УКАЗАНИЕ 1
Перепишите из рассказа о пребывании в тюрьме фрагмент, начиная со слов «Я много раз» и заканчивая словами «себя в зеркало.».
УКАЗАНИЕ 2
Допишите следующую часть рассказа о пребывании в тюрьме. Начните сразу после его последнего предложения.

На мое удивление, обнаружились в той библиотеке философские «Опыты» Монтеня, и я с удовольствием перечитал, «проглотив» книгу за два дня. Прочел и «Педагогическую поэму» Макаренко.
Побывав за решеткой, могу сказать, что в тюрьме не надо заморачиваться мыслями и надеждами. Там надо просто жить. Без всяких надежд, угрызений и разочарований. Просто жить. Жить и все. Находить удовольствие в том малом, что доступно там: луч солнца, пробивающийся сквозь решетчатые заслоны, влага от дождя на прогулке, рукописные письма супруги, которые приносил адвокат… И еще одну вещь я понял ясно. Все в жизни происходит неспроста. Каждая трудность, каждое испытание делает человека сильнее и крепче. И если ты не сломался при этом — значит, стал лучше, превзошел сам себя. А это самое главное — превосходить себя вчерашнего.
Я много раз прокручивал в памяти события 23 февраля — 6 марта. И каждый раз делал вывод, что все сделал правильно, по совести, а поступи я тогда по-другому, то не смог бы смотреть на себя в зеркало.

ПРЕДСТАВЛЕННЫЕ ДАННЫЕ
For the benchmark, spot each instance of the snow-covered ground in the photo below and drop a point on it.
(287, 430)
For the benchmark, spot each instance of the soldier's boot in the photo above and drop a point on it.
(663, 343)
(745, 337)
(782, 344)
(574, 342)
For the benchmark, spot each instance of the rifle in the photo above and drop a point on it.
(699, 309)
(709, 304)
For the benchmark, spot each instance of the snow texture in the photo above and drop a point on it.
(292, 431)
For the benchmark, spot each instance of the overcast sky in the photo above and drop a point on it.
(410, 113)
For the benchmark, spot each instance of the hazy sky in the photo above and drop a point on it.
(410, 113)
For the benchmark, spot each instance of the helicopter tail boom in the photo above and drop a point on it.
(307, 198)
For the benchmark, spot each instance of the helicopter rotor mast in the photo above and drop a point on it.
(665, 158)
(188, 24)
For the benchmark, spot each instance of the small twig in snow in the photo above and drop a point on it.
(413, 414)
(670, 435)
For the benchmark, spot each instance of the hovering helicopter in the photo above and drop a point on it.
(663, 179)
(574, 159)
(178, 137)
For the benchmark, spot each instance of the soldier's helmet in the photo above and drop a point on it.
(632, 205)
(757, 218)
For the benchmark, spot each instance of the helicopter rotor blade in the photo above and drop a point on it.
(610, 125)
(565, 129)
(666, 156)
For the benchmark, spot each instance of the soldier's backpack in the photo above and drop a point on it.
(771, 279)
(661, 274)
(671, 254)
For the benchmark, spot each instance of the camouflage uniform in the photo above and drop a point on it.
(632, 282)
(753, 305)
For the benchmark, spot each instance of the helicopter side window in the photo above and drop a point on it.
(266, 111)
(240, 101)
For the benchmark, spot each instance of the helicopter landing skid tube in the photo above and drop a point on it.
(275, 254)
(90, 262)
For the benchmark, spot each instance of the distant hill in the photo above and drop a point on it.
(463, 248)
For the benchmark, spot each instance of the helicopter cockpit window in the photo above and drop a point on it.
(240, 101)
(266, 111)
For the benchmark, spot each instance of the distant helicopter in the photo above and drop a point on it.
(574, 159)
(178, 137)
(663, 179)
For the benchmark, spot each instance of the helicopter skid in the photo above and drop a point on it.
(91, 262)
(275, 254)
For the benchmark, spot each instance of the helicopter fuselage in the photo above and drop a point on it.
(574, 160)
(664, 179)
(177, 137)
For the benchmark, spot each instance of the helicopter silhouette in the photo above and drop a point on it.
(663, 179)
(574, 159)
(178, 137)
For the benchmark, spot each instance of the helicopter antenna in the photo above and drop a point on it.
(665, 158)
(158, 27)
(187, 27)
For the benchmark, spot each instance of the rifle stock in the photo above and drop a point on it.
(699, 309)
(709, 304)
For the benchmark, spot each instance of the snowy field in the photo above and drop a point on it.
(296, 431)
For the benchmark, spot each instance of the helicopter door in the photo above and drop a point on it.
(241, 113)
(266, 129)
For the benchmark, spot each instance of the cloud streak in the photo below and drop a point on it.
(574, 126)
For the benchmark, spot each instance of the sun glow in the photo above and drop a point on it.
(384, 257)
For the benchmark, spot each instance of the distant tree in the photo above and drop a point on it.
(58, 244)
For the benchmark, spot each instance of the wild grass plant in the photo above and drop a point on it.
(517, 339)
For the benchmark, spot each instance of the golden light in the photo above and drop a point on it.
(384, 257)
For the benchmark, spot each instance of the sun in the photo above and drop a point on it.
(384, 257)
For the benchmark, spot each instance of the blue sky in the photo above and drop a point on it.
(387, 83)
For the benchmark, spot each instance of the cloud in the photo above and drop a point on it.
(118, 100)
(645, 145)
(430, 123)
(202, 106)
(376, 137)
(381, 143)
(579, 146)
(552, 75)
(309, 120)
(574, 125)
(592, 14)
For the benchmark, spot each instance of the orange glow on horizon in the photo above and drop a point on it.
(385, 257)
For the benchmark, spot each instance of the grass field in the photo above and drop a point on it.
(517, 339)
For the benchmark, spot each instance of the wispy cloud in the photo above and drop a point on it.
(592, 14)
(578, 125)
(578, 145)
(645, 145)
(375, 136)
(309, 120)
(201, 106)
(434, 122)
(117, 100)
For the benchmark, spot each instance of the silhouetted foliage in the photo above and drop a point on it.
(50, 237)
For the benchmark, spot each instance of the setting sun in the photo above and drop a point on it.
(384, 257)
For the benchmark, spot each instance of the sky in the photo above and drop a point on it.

ИТОГОВЫЙ РЕЗУЛЬТАТ 1
Я много раз прокручивал в памяти события 23 февраля — 6 марта. И каждый раз делал вывод, что все сделал правильно, по совести, а поступи я тогда по-другому, то не смог бы смотреть на себя в зеркало.

ИТОГОВЫЙ РЕЗУЛЬТАТ 2
Продолжал передавать свои послания на волю. Катя вела мою страничку в «Фейсбуке». 23 апреля там появилось сообщение:
«На референдум будет вынесен вопрос о принятии народом независимости Донецкой Народной Республики, после принятия которого мы сможем приступить к полноценному формированию своего правительства и органов управления, определить структуру своей экономики и оставлять все заработанные деньги у себя в республике. Референдум Донецкой Народной Республики планируется провести 11 мая. Сейчас начинается процесс его подготовки…»
Первая кровь в Донбассе. Объявляю сухую голодовку
25 апреля начались первые бои под Славянском. Погибли первые защитники Донбасса. В ответ на это я объявил голодовку. Проголодал насухо до 6 мая. Труднее всего было первые четыре дня. Потом я погрузился в полузабытье. Уже и ходить практически не мог. В туалет ходить нечем. Лежишь на кровати — и тонешь, растворяешься в бытии. Иногда теряешь сознание. Но тревога куда-то ушла. Письменно я о голодовке не уведомлял. А потому меня даже не пытались кормить насильственно, не вводили ни трубки в пищевод, ни глюкозы в вену.
На седьмой день голодовки меня повезли в суд. Я надел на себя Георгиевскую ленточку.
В суде с меня ее пытались сорвать конвоиры. Та самая смена из самых садистов. Я был слишком слаб, чтобы помешать им. Но за меня вступились адвокаты. Сам суд помню плохо. Тогда все внимание мое занимало то, что в Донецке восставшие стали занимать местные воинские части.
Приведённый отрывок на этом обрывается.